A data block
════════════════

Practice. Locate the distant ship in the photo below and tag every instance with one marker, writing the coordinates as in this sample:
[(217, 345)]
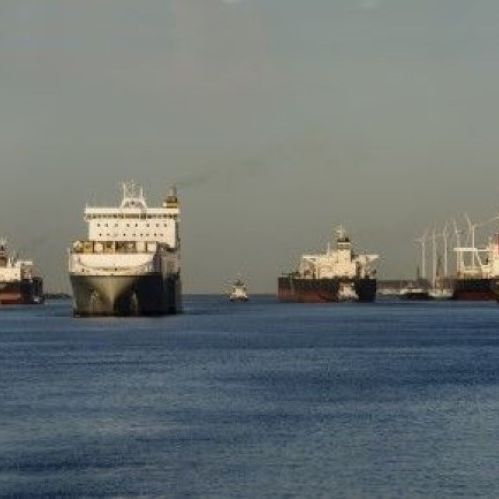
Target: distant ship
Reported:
[(334, 276), (415, 292), (130, 262), (476, 279), (19, 282), (239, 291)]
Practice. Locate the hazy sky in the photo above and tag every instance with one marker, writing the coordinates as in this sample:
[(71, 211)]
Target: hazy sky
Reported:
[(278, 119)]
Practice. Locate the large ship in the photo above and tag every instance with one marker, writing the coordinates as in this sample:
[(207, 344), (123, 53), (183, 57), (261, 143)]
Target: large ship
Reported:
[(19, 281), (477, 274), (334, 276), (130, 262)]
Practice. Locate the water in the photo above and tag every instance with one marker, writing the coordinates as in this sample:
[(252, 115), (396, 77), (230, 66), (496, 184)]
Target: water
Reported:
[(252, 400)]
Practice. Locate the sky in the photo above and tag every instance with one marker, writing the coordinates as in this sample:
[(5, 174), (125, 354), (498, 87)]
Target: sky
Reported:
[(277, 119)]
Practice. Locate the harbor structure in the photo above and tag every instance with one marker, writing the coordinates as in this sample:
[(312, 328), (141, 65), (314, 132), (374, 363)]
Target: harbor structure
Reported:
[(129, 264)]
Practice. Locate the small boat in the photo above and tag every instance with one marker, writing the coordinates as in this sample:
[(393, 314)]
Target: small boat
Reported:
[(414, 292), (440, 293), (239, 291), (346, 292)]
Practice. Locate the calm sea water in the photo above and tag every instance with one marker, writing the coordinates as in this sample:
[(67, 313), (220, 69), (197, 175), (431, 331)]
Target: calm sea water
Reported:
[(252, 400)]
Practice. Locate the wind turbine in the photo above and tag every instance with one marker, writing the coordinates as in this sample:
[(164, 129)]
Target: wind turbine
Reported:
[(459, 254), (422, 240), (445, 237)]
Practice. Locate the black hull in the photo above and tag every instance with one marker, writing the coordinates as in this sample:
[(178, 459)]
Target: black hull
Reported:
[(24, 292), (474, 289), (297, 290), (150, 294)]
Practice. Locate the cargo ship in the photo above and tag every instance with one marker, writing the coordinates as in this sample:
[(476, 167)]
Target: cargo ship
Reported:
[(19, 282), (130, 262), (338, 275), (476, 276)]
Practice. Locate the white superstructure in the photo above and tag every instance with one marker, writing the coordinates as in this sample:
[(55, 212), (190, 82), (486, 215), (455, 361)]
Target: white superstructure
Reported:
[(481, 262), (338, 262), (124, 239), (11, 268), (130, 262)]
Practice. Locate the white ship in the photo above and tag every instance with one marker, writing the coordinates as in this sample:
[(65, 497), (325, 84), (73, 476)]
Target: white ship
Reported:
[(19, 280), (337, 275), (130, 262), (239, 291)]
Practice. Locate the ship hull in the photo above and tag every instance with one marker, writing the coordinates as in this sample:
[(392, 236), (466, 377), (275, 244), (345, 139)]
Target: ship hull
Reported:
[(298, 290), (474, 289), (23, 292), (125, 295)]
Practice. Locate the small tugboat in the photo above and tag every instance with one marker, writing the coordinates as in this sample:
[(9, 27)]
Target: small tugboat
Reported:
[(414, 292), (239, 291), (20, 283)]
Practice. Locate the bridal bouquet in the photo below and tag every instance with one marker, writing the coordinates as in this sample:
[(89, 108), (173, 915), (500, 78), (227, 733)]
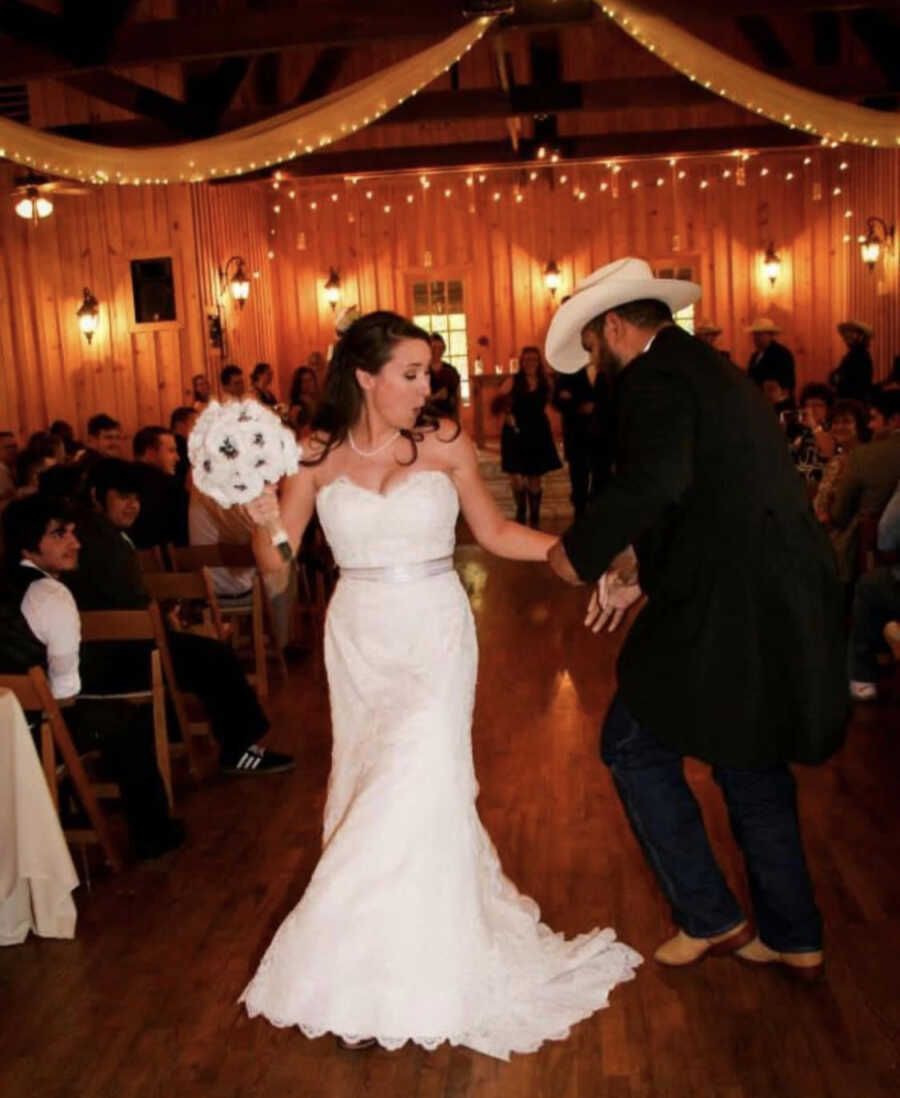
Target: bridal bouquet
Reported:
[(236, 449)]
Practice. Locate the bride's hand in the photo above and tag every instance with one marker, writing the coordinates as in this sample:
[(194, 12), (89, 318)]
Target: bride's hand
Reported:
[(265, 510), (610, 601)]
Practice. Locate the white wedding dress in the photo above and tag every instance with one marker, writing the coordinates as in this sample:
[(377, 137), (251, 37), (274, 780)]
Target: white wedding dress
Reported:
[(408, 930)]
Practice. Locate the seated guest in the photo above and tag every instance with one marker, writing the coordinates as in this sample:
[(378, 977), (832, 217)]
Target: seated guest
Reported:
[(164, 502), (769, 358), (876, 602), (200, 385), (181, 423), (814, 445), (40, 626), (9, 451), (261, 380), (104, 438), (210, 525), (445, 381), (232, 379), (64, 430), (303, 400), (110, 578), (848, 430), (868, 481), (852, 379)]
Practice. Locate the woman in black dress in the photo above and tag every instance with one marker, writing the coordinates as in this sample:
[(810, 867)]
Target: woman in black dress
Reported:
[(527, 446)]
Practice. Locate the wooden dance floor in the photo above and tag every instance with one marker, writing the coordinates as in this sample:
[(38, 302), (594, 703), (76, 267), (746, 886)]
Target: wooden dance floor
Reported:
[(143, 1003)]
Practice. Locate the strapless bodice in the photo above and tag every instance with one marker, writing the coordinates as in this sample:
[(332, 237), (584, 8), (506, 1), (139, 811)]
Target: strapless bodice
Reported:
[(413, 522)]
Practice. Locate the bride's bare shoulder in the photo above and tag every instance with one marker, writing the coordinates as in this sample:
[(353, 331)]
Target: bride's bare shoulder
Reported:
[(448, 446)]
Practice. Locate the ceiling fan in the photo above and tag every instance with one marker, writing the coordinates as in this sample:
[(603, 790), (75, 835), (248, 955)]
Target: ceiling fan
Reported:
[(32, 194)]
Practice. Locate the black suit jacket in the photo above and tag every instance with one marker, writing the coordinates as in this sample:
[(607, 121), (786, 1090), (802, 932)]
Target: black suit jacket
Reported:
[(738, 657), (775, 362)]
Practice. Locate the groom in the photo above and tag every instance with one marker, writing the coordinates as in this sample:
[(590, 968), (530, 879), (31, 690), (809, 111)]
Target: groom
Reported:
[(738, 656)]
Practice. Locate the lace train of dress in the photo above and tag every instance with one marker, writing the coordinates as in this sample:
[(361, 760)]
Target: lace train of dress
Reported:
[(408, 930)]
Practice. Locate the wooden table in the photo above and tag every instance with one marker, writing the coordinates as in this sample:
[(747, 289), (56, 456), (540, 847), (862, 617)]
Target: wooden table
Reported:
[(36, 871)]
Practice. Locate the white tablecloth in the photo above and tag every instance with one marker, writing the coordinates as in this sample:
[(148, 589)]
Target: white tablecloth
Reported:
[(36, 871)]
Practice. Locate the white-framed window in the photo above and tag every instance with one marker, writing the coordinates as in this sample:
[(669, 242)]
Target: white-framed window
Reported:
[(439, 306), (684, 269)]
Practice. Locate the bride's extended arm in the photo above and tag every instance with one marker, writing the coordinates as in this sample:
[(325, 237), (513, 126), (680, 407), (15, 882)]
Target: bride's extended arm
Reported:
[(292, 512), (493, 531)]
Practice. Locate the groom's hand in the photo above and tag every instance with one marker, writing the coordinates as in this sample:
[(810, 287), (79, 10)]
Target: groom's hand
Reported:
[(562, 566)]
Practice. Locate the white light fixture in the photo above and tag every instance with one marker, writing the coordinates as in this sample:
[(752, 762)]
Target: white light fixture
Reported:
[(238, 283), (879, 235), (552, 277), (333, 286), (33, 206), (88, 314), (772, 264)]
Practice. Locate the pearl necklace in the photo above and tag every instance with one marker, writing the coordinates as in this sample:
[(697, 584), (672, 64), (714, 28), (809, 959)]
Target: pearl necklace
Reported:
[(371, 454)]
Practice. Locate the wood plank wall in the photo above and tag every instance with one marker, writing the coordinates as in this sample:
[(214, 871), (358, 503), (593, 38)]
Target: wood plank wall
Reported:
[(499, 247), (137, 373), (375, 236)]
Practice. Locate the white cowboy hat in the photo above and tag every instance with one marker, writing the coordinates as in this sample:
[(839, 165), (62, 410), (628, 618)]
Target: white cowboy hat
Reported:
[(764, 324), (615, 284), (856, 326)]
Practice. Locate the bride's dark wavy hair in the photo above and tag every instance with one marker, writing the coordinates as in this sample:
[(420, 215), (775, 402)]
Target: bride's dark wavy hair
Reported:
[(367, 345)]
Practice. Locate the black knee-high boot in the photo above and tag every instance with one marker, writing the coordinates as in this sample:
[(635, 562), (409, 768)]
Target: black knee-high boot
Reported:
[(535, 508)]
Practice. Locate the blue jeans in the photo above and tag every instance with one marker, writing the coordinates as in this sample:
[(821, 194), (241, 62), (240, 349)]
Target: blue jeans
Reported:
[(666, 820)]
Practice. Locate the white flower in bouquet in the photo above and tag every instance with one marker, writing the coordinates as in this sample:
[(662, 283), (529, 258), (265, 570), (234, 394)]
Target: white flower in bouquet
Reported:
[(237, 448)]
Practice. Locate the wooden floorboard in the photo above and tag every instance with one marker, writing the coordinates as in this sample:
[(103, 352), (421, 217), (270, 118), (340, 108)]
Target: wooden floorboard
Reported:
[(143, 1003)]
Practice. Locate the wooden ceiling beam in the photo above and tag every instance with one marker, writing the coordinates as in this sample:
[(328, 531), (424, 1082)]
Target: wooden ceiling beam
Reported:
[(602, 146), (317, 23), (766, 44)]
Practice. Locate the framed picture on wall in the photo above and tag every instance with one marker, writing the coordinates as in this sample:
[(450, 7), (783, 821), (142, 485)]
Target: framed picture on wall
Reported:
[(153, 290)]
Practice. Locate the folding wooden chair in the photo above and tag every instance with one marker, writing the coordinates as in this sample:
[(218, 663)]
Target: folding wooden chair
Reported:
[(192, 719), (112, 626), (190, 586), (257, 608), (152, 560), (34, 695)]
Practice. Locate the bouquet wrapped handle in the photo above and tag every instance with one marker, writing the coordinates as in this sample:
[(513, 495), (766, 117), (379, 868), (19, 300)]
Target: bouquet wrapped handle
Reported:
[(236, 450), (279, 538)]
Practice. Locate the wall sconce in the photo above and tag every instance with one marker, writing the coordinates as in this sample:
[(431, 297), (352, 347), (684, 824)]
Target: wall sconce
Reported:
[(772, 264), (552, 277), (333, 289), (33, 206), (238, 282), (88, 315), (870, 244)]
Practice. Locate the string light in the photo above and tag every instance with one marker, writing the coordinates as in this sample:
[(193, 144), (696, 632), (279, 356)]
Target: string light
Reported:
[(663, 38)]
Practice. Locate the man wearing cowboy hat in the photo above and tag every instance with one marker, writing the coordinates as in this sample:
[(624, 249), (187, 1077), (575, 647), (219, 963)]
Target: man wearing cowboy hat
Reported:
[(771, 360), (852, 380), (737, 657)]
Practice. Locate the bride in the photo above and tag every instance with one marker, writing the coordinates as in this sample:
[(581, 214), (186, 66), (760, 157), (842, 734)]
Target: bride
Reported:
[(408, 930)]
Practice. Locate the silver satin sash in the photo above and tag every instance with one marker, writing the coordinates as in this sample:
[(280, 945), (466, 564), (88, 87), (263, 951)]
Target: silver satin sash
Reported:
[(400, 573)]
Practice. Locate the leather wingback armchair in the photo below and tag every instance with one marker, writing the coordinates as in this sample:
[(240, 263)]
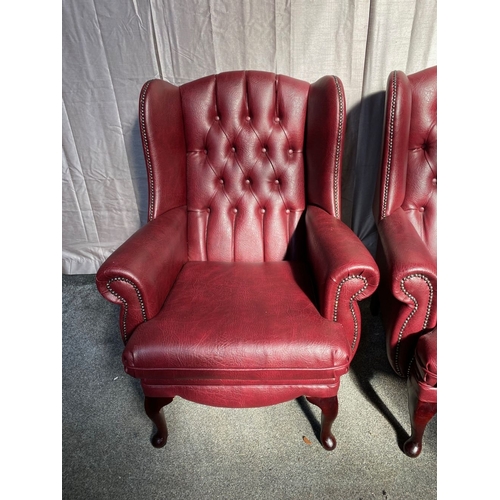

════════════════

▶ _EXERCISE INSTRUCTIONS_:
Rewrite everything above from the line containing "Practice. Locate the bride's hand" down to the line containing "[(413, 522)]", requests included. Scale each coordinate in the answers by 0.6 and round to whole numbers with halves going up, but leave the numbers in the requests and their samples unchanged.

▶ _OUTPUT BELOW_:
Practice. Locate the bride's hand in the photo above and tag every instance with one marker, writing the coordinates as in this sample:
[(194, 12), (89, 318)]
Target: bride's hand
Reported:
[(159, 306), (366, 361)]
Practice. Locate the white wedding dress in the photo above and tag every instance with one marker, writing the coordinates as in this sample:
[(377, 137), (251, 37), (274, 780)]
Target: white wedding dress
Reported:
[(245, 558)]
Practice. Locate the seated guest in the photo above and tag every instance with one marker, writing the coordinates as in this sample:
[(378, 977), (832, 217)]
Target: seated guest
Reported:
[(98, 301), (461, 215), (526, 361), (120, 231), (109, 254), (488, 267), (24, 376), (5, 271), (157, 228), (62, 263), (126, 315), (267, 229), (139, 227), (38, 258), (182, 240), (66, 347), (509, 258), (521, 289), (511, 227)]
Practice. Locate the woman in black dress in the photo above and tag every instance with one marker, writing the coordinates as in this sample:
[(810, 867)]
Target: woman in black dress
Reported:
[(316, 268)]
Practice. Locate the wooden dance floor in the photo above and tag every instance with one marker, writing the coordinates as in this sample:
[(38, 302), (594, 703), (76, 267), (746, 886)]
Target: wooden dance floor
Reported:
[(86, 602)]
Practice. Locate the strapless bodice in the photo above and tag every instance with one marker, writing the coordinates as in this sample:
[(332, 237), (584, 8), (506, 1), (139, 811)]
Target: strapless bodice
Reported:
[(248, 313)]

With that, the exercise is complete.